> [Task list]:
1. In the article on ad agencies and social networking, whom does Colleen DeCourcy say agencies will scramble to hire next?
2. Do these statements agree with the article on ad agencies and social networking? Answer yes or no for each, and quote the words that decide it.
(a) Colleen DeCourcy is chief experience officer for JWT.
(b) Ignited Minds is based in New York.
(c) Eric Johnson compared the move to interactive advertising to the transition from radio to TV.
3. Carry the article on ad agencies and social networking forward, starting after its last sentence.

> [Document passage]:
● ● ●

Want to get ahead in advertising? Then learn how to navigate MySpace, and pick up a programming language or two.
Ad agencies are about to trade three-martini lunches, schmooze-fests and fast-talking account executives for programmers, custom software and anthropologists who can navigate MySpace.
At an American Association of Advertising Agencies conference in New York last week, Colleen DeCourcy, chief experience officer for JWT, spoke about how social networks can be exploited for advertising purposes.
She laced her presentation with a lot of opaque references to cultural theory, some of which had the unmistakable scent of bullshit; but when she finally got down to brass tacks, she had a few interesting things to say.
One comment was aimed squarely at all those agencies that are desperately trying to acquire people who understand digital and "interactive" advertising, which invites consumer participation via digital media -- for example, voting on products online or sharing text messages as part of a viral marketing campaign.
"Digital anthropologists are going to be the next people you scramble to hire," DeCourcy said.
Her point was that as social networking continues to grow -- she claimed there are already 24 million people involved in virtual communities -- agencies will need people who can use the tools of cultural anthropology to interpret the overwhelming amount of user-generated data, and come up with strategies for using social networks to sell stuff.
Right now, DeCourcy doesn't think agencies are fully equipped to do this. But she believes the industry will be transformed over the next couple of years by an influx of young workers who are familiar with social networking.
"Within the next two years, this whole battle of hiring the right people will be over," she said. "We've got around 24 months that we've got to get through before it becomes really easy."
In the meantime, she said, agencies can occupy themselves with the "busywork" of figuring out how to monetize social networks.
Eric Johnson, the president of Ignited Minds, an interactive agency based in Southern California, claims that advertising is undergoing the biggest changes in a generation.
According to Johnson, the transition from traditional to interactive advertising is "akin to the transition from radio to TV."
Johnson said that though this particular digital revolution was promised in the late '90s, it only now seems to be taking place. And he emphasized the nervousness and confusion it has engendered among traditional agencies, along with the disruptive effect it will have on the industry.
More than once, he asserted that ongoing shift to interactive advertising will "reshuffle the deck" of hierarchies within the industry, allowing smaller high-tech firms like his to overtake larger, more established ones.
This is basically the dot-com model of advertising, with digital media being the "change agent" that will radically alter the face of the business and allow small, innovative companies to overturn the status quo while leaving their larger, more entrenched rivals in the dust.

● ● ●

> [Data section]:

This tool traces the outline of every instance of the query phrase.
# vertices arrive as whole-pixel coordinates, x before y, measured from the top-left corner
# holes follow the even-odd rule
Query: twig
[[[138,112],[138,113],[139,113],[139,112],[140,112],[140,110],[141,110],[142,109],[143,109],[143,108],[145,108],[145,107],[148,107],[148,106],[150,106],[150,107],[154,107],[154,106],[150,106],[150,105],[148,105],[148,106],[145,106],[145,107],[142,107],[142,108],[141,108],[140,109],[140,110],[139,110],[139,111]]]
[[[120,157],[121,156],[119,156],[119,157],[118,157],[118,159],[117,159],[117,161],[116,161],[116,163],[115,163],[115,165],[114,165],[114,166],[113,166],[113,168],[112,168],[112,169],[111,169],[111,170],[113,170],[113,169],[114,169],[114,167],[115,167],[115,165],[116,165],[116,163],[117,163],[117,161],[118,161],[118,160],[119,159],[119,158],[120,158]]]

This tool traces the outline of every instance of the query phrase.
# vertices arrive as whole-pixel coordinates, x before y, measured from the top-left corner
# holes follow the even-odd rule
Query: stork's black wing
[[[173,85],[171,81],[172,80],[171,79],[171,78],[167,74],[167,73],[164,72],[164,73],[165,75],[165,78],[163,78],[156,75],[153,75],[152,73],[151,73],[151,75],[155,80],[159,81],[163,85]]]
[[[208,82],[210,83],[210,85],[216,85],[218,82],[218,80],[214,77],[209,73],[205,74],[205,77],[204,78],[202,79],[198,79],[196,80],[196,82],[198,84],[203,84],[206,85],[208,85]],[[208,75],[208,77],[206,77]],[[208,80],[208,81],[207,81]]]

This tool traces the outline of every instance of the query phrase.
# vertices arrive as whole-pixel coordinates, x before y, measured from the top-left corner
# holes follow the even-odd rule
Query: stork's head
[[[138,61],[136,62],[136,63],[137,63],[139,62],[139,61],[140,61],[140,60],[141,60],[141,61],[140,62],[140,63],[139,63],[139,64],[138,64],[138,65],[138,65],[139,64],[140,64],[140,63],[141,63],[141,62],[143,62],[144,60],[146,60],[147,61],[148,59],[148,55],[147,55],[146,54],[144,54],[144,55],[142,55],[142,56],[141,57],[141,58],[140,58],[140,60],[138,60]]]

● ● ●

> [Results in order]:
1. Digital anthropologists.

2.
(a) Yes: "Colleen DeCourcy, chief experience officer for JWT"
(b) No: "an interactive agency based in Southern California"
(c) Yes: "akin to the transition from radio to TV."

3.
Some of what Johnson said resonated with Michael Hart, a veteran adman from a midsize marketing communications firm in Toledo.
According to Hart, a lot of big agencies are just "sort of lost" when it comes to digital media. But Hart's own experience proves that even an old dog can learn new tricks.
Hart steered his firm towards interactive work nearly a decade ago, and he now makes a lot of money developing custom software applications for his clients.
This is not something that a traditional agency would do, or that a traditional adman would ever conceive of. Hart himself never imagined he'd be in this position, yet he employs a team of developers to build systems that end consumers never even see.
Not everyone agrees on the long-term significance of digital media and interactive advertising, however.
At an afternoon panel featuring several high-ranking advertising executives, an argument broke out over how important pure-play digital agencies will continue to be.
"I think that a digital agency is a short-lived creature. I don't think there's going to be room for purely digital agencies for long," said Tarik Sedky, chief digital officer at Y&R Advertising.
Despite his own title, Sedky added, "I think that we won't have digital officers for very long, or digital agencies, or digital this and that."
His point was that digital media would soon be so thoroughly assimilated into the mainstream that they will become invisible, losing their current exotic status amid all the other channels that advertisers use to reach customers.
Jay Woffington, of Bridge Worldwide, countered that there will only be two careers in the future: "software developer or algorithm writer."
The tongue-in-cheek comment was aimed at the event's sponsors, Microsoft and Google. But it neatly encapsulated the view that digital media are not just another marketing channel, but a paradigm-shifting phenomenon that will eventually overshadow everything else.
Michael Hart might have agreed. "Some day," he said, "this'll be the tail that wags the dog."